## Start
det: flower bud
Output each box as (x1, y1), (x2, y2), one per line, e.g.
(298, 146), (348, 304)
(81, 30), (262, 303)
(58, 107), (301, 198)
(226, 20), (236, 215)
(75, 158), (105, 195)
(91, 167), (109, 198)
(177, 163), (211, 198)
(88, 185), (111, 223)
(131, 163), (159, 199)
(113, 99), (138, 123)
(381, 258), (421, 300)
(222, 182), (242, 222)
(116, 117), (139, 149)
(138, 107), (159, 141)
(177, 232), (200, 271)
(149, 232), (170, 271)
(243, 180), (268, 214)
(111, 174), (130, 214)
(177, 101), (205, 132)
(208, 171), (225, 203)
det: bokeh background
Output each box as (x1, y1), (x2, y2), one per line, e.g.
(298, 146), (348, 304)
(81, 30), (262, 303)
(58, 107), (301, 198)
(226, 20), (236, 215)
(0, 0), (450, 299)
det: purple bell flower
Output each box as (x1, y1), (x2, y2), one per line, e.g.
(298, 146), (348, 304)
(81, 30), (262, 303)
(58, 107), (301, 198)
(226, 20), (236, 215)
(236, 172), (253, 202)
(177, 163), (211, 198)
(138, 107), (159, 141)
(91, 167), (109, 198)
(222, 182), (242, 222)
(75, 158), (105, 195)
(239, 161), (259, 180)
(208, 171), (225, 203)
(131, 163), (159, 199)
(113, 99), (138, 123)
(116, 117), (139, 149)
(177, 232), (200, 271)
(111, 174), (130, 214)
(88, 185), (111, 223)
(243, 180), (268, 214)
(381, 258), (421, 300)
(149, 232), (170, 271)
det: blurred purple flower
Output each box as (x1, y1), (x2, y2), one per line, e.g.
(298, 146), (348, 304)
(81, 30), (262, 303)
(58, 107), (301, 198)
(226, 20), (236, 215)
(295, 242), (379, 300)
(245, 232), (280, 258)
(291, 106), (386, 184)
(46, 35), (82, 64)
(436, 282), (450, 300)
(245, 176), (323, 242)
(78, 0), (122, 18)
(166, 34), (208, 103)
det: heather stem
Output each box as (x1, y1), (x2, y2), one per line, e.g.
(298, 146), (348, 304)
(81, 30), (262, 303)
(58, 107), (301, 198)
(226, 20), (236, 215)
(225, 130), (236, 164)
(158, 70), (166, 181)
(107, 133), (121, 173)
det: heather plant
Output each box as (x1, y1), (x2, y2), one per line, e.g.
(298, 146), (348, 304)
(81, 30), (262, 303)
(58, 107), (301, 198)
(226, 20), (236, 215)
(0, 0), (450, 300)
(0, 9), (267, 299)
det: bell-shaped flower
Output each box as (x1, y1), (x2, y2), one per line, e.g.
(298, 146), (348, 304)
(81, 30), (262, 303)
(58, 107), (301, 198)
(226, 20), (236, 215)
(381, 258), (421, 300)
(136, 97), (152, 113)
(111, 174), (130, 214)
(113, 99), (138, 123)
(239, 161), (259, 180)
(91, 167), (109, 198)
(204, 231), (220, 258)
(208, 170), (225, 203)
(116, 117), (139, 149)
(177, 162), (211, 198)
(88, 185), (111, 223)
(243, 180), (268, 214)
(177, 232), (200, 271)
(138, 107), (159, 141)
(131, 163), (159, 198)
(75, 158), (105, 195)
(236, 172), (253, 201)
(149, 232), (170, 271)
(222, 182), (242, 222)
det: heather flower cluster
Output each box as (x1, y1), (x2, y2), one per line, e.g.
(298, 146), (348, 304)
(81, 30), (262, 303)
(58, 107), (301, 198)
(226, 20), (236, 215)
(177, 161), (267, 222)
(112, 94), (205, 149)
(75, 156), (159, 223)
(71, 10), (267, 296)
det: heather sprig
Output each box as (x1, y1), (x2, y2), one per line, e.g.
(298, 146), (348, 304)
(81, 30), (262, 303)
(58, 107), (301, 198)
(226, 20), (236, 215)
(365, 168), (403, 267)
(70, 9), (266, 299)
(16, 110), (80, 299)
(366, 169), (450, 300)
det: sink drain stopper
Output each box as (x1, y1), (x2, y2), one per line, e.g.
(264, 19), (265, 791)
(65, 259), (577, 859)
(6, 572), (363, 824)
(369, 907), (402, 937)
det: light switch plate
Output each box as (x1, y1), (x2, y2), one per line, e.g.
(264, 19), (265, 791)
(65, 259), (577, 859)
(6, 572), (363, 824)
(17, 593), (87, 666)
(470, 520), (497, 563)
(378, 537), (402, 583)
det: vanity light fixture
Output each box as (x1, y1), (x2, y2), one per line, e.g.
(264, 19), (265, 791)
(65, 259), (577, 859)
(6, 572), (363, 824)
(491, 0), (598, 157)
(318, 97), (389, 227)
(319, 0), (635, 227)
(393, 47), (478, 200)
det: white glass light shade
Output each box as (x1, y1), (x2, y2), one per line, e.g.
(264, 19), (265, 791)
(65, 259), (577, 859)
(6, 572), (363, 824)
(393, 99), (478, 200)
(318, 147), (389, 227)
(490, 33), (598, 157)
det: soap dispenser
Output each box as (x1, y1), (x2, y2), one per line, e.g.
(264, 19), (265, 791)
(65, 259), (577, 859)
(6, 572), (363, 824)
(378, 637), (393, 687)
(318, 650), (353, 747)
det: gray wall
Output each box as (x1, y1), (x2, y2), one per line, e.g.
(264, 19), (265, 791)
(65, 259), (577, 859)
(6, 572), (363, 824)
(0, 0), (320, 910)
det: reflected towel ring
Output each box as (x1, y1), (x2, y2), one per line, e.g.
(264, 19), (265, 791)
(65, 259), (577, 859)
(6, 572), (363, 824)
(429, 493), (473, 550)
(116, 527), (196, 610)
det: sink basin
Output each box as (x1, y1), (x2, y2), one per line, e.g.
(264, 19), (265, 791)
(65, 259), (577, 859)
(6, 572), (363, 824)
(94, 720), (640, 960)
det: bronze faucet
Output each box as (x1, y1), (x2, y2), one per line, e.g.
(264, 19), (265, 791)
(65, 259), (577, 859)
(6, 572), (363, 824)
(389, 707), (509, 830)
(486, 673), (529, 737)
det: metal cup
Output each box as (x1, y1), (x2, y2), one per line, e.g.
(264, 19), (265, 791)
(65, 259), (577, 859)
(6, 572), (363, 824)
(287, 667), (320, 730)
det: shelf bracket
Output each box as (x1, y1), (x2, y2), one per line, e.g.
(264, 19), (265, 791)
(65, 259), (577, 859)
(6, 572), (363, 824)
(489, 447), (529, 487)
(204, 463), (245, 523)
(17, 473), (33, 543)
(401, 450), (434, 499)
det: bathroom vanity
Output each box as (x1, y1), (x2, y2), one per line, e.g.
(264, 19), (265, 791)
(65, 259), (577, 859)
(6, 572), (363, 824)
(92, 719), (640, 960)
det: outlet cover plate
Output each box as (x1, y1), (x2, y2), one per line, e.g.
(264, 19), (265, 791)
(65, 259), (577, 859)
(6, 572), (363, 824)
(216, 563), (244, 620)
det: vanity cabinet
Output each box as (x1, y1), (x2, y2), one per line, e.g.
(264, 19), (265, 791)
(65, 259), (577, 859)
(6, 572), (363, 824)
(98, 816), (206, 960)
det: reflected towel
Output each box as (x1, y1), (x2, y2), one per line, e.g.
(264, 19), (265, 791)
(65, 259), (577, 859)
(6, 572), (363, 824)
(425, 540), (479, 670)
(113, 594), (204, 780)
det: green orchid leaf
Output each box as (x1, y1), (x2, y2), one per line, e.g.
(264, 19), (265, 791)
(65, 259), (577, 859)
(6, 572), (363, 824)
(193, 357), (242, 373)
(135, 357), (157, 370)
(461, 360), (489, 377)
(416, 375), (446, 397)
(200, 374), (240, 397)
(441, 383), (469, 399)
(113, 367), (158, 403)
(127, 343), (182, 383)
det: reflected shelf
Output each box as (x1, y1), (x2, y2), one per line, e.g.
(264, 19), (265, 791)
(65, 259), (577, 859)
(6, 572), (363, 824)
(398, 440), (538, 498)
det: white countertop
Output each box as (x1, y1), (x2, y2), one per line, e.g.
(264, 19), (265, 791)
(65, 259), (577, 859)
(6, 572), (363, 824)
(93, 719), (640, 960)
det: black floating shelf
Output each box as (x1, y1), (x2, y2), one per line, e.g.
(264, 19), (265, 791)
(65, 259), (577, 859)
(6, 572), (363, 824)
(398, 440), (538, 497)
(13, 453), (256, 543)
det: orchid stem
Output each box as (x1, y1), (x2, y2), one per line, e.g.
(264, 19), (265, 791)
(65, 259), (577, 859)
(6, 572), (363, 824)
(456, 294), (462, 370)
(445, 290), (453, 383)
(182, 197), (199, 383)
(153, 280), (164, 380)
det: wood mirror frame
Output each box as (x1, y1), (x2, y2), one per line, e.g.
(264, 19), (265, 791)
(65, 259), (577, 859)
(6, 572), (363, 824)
## End
▸ WHAT IS ASKED
Turn the data into a JSON list of strings, one string per line. Start at the first line and stop after the line that contains "(107, 133), (121, 173)", skipping any blank lines.

▸ OUTPUT FOR THIS TASK
[
  "det: flower bud",
  "Output each box as (x1, y1), (x2, y2), one per line, e.g.",
  "(298, 146), (348, 304)",
  "(81, 30), (262, 303)",
  "(58, 107), (301, 198)",
  "(226, 20), (236, 215)",
  "(75, 158), (105, 195)",
  "(91, 167), (109, 198)",
  "(177, 163), (211, 198)",
  "(88, 185), (111, 223)",
  "(131, 163), (159, 199)",
  "(113, 99), (138, 123)",
  "(381, 258), (421, 300)",
  "(222, 182), (242, 222)",
  "(116, 117), (139, 149)",
  "(138, 107), (159, 141)",
  "(177, 232), (200, 271)",
  "(149, 232), (170, 271)",
  "(243, 180), (268, 214)",
  "(111, 174), (130, 214)",
  "(177, 101), (205, 132)",
  "(208, 171), (225, 203)",
  "det: bokeh background",
  "Output each box as (x1, y1), (x2, y2), one per line, e.g.",
  "(298, 146), (348, 304)",
  "(81, 30), (262, 303)",
  "(58, 107), (301, 198)",
  "(226, 20), (236, 215)",
  "(0, 0), (450, 299)",
  "det: purple bell flower",
  "Output each box as (x1, y1), (x2, y2), one per line, e.g.",
  "(298, 146), (348, 304)",
  "(81, 30), (262, 303)",
  "(58, 107), (301, 198)",
  "(226, 20), (236, 215)",
  "(236, 172), (253, 202)",
  "(177, 163), (211, 198)",
  "(138, 107), (159, 141)",
  "(91, 167), (109, 198)",
  "(222, 182), (242, 222)",
  "(75, 158), (105, 195)",
  "(239, 161), (259, 180)",
  "(208, 171), (225, 203)",
  "(131, 163), (159, 199)",
  "(113, 99), (138, 123)",
  "(116, 117), (139, 149)",
  "(177, 232), (200, 271)",
  "(111, 174), (130, 214)",
  "(88, 185), (111, 223)",
  "(243, 180), (268, 214)",
  "(381, 258), (421, 300)",
  "(149, 232), (170, 271)",
  "det: blurred purple flower",
  "Output each box as (x1, y1), (x2, y2), one per line, e.g.",
  "(298, 146), (348, 304)",
  "(81, 30), (262, 303)",
  "(58, 107), (301, 198)",
  "(226, 20), (236, 215)",
  "(295, 242), (379, 300)",
  "(245, 232), (280, 258)",
  "(291, 106), (386, 184)",
  "(46, 35), (82, 64)",
  "(436, 282), (450, 300)",
  "(245, 176), (323, 242)",
  "(78, 0), (122, 18)",
  "(166, 34), (208, 103)",
  "det: heather stem",
  "Output each box as (x1, y1), (x2, y2), one per line, e.g.",
  "(298, 146), (348, 304)",
  "(81, 30), (262, 303)",
  "(58, 107), (301, 198)",
  "(226, 20), (236, 215)",
  "(225, 130), (236, 164)",
  "(158, 70), (166, 181)",
  "(107, 133), (121, 173)"
]